The stores circulated their own newsletters, in which UNICEF was lambasted as a communist plot, California housing discrimination laws were decried as "socialistic," and readers were encouraged to “storm the ramparts of engulfing collectivism.”
Though these were probably not the American opinions of most people in Sierra Madre, the store did cater to a small segment of the city's population—the kind of people who wrote letters to the Sierra Madre News complaining about “militant colored groups," "fuzzy-headed liberals," pinkos,” and “plain old commies," as one writer did on July 9, 1964.
During the 1960s, the store invited some of the most far-right figures of the era to make speaking appearances in town. Talks were held in local venues like Sierra Madre School, the Masonic Hall, and the bookstore itself.
On March 14, 1966, the bookstore sponsored a talk by Rousas John Rushdoony, a Calvinist Christian minister who believed the Holocaust never took place, advocated the death penalty for “practicing homosexuals,” thought that interracial marriage should be outlawed, and called American slavery "benevolent." On May 9, 1966, the store sponsored a lecture at Sierra Madre School by Alan Stang, a right-wing author who decried Martin Luther King Jr. as a “communist fraud,” called the Civil War "Lincoln’s Communist War," and in later years, claimed that Gerald Ford was a communist, and that Ronald Reagan was "our first homosexual president."

++++

Directive 1: Identify each line in the listing below that contains the string "feather" with the same capitalization, and copy every such line in full.

Items from a labeling collection:
++++

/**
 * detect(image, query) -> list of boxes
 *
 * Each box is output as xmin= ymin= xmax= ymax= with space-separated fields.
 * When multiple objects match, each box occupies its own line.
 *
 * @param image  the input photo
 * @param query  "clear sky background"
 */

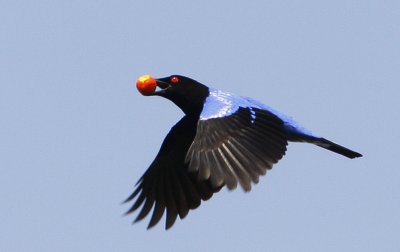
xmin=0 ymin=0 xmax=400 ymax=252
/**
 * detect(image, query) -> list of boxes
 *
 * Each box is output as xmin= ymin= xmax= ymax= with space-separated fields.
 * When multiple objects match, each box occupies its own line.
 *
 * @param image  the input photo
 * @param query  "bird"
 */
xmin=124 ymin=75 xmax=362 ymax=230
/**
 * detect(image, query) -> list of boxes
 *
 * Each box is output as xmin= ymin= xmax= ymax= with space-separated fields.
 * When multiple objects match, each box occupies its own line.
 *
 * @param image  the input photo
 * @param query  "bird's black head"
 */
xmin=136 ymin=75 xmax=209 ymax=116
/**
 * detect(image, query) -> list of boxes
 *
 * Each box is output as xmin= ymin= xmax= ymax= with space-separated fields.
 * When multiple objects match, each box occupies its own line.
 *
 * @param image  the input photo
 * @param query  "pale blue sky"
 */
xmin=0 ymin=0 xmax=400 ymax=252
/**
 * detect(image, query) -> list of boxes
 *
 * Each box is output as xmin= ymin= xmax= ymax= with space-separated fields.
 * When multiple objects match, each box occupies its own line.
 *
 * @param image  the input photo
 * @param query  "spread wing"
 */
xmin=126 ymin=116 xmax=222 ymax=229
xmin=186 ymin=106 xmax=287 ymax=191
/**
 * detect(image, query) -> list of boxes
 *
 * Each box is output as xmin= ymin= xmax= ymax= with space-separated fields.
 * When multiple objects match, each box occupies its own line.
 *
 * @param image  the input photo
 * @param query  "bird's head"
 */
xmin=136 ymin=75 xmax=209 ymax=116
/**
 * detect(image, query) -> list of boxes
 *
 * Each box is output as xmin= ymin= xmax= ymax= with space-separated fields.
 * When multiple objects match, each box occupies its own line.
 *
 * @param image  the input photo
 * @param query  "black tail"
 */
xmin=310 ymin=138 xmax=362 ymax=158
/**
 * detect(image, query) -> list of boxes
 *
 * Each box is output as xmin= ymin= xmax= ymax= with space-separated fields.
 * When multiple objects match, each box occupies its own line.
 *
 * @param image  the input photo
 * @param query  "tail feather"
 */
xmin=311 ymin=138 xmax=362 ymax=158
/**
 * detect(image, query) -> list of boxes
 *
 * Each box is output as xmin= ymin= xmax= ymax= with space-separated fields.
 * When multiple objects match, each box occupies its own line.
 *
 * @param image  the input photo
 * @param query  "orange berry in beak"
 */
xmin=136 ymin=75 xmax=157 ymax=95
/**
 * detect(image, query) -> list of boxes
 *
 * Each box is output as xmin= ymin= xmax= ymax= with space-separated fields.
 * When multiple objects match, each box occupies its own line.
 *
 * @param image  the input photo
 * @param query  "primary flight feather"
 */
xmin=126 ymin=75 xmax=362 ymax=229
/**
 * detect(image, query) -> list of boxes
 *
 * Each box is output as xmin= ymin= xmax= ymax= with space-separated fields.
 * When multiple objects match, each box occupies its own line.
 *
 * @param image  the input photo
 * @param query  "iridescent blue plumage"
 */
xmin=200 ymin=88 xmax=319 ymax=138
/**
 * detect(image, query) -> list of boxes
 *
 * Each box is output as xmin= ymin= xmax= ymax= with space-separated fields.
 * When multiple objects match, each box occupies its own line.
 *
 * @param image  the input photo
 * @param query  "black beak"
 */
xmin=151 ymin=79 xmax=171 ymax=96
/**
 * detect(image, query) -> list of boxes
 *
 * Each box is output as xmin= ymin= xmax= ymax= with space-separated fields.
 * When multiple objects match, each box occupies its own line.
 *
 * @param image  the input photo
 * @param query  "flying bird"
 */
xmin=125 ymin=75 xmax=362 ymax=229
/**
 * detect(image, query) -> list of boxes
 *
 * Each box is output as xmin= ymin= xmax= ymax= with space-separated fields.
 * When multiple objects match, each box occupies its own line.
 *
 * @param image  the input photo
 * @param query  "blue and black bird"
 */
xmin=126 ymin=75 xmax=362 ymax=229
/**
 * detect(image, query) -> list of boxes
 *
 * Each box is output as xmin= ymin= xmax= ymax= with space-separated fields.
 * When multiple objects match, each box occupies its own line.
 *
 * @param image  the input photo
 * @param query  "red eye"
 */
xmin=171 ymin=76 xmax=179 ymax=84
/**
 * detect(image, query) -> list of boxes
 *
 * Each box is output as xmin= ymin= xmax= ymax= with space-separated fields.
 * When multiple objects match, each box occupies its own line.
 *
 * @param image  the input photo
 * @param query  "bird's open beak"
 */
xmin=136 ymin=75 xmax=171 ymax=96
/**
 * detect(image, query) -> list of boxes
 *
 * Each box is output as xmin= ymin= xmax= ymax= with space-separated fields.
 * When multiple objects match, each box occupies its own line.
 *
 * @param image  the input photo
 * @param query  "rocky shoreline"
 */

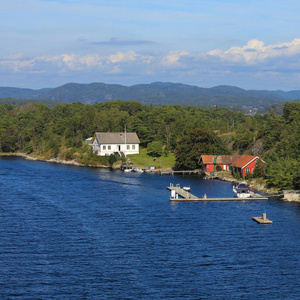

++++

Directive 2: Reproduce word for word the part of the Sierra Madre bookstore text above from "The stores circulated" to "July 9, 1964.".

Worked solution 1:
 * @param query  "tail feather"
 * @param query  "primary flight feather"

Worked solution 2:
The stores circulated their own newsletters, in which UNICEF was lambasted as a communist plot, California housing discrimination laws were decried as "socialistic," and readers were encouraged to “storm the ramparts of engulfing collectivism.”
Though these were probably not the American opinions of most people in Sierra Madre, the store did cater to a small segment of the city's population—the kind of people who wrote letters to the Sierra Madre News complaining about “militant colored groups," "fuzzy-headed liberals," pinkos,” and “plain old commies," as one writer did on July 9, 1964.